**Exercise data:**
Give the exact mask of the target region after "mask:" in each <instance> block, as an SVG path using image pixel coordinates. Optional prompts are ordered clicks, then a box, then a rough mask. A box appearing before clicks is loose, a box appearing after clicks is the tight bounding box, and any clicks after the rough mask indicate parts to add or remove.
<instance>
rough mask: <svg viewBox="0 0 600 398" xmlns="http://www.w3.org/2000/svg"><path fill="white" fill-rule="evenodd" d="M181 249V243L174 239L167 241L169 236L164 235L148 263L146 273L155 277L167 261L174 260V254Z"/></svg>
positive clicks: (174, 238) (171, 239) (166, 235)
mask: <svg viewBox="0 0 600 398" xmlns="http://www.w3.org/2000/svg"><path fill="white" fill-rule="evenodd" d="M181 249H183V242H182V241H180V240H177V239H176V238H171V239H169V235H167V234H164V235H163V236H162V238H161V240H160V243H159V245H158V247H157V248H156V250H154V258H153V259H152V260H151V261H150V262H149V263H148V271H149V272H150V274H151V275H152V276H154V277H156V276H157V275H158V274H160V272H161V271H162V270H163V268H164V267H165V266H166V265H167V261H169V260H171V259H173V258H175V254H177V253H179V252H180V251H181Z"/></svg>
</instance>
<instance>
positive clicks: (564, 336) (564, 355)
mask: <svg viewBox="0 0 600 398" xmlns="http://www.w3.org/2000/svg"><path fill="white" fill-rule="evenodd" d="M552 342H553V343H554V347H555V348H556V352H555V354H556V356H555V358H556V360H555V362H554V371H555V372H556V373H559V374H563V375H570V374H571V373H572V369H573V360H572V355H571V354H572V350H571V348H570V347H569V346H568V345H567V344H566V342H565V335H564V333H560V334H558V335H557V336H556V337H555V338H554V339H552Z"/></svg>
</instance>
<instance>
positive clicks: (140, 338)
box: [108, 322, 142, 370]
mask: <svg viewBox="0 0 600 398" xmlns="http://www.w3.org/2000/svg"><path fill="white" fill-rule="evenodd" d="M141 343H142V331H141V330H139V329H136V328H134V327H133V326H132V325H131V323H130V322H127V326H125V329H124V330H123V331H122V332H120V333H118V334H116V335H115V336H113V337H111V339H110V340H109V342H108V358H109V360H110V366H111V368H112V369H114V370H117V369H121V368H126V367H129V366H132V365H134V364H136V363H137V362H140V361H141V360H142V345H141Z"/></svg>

**Work to be completed:** Return all of the data above, keeping every line exactly as it appears.

**Exercise result:**
Give the exact mask of the target region after "mask:" in each <instance> block, as an SVG path using image pixel coordinates. Optional prompts are ordered clicks, then a box, then a rough mask. A box appearing before clicks is loose, a box appearing after clicks is the tight bounding box, and any clicks after the rough mask indicate parts to add or remove.
<instance>
rough mask: <svg viewBox="0 0 600 398" xmlns="http://www.w3.org/2000/svg"><path fill="white" fill-rule="evenodd" d="M181 249V243L174 239L167 241L169 236L164 235L148 263L146 273L155 277L167 261L174 260V254Z"/></svg>
positive clicks: (174, 238) (171, 239) (166, 235)
mask: <svg viewBox="0 0 600 398" xmlns="http://www.w3.org/2000/svg"><path fill="white" fill-rule="evenodd" d="M181 249H183V242H182V241H180V240H177V239H176V238H171V239H169V235H167V234H164V235H163V236H162V238H161V240H160V243H159V245H158V247H157V248H156V250H154V258H153V259H152V260H151V261H150V262H149V263H148V271H149V272H150V274H151V275H152V276H154V277H156V276H157V275H158V274H160V272H161V271H162V270H163V268H164V267H165V266H166V265H167V261H169V260H171V259H173V258H175V254H177V253H179V252H180V251H181Z"/></svg>
</instance>
<instance>
positive clicks: (564, 336) (564, 355)
mask: <svg viewBox="0 0 600 398" xmlns="http://www.w3.org/2000/svg"><path fill="white" fill-rule="evenodd" d="M552 342H553V343H554V347H555V348H556V352H555V354H556V356H555V358H556V360H555V362H554V371H555V372H556V373H559V374H563V375H570V374H571V373H572V369H573V360H572V355H571V354H572V350H571V348H570V347H569V346H568V345H567V344H566V342H565V335H564V333H560V334H558V335H557V336H556V337H555V338H554V339H552Z"/></svg>
</instance>
<instance>
positive clicks: (140, 338)
box: [108, 322, 142, 370]
mask: <svg viewBox="0 0 600 398" xmlns="http://www.w3.org/2000/svg"><path fill="white" fill-rule="evenodd" d="M141 343H142V331H141V330H139V329H136V328H134V327H133V326H132V325H131V323H130V322H127V326H125V329H124V330H123V331H122V332H120V333H118V334H116V335H115V336H113V337H111V339H110V340H109V342H108V358H109V360H110V366H111V368H112V369H114V370H117V369H121V368H126V367H129V366H132V365H134V364H136V363H137V362H140V361H141V360H142V345H141Z"/></svg>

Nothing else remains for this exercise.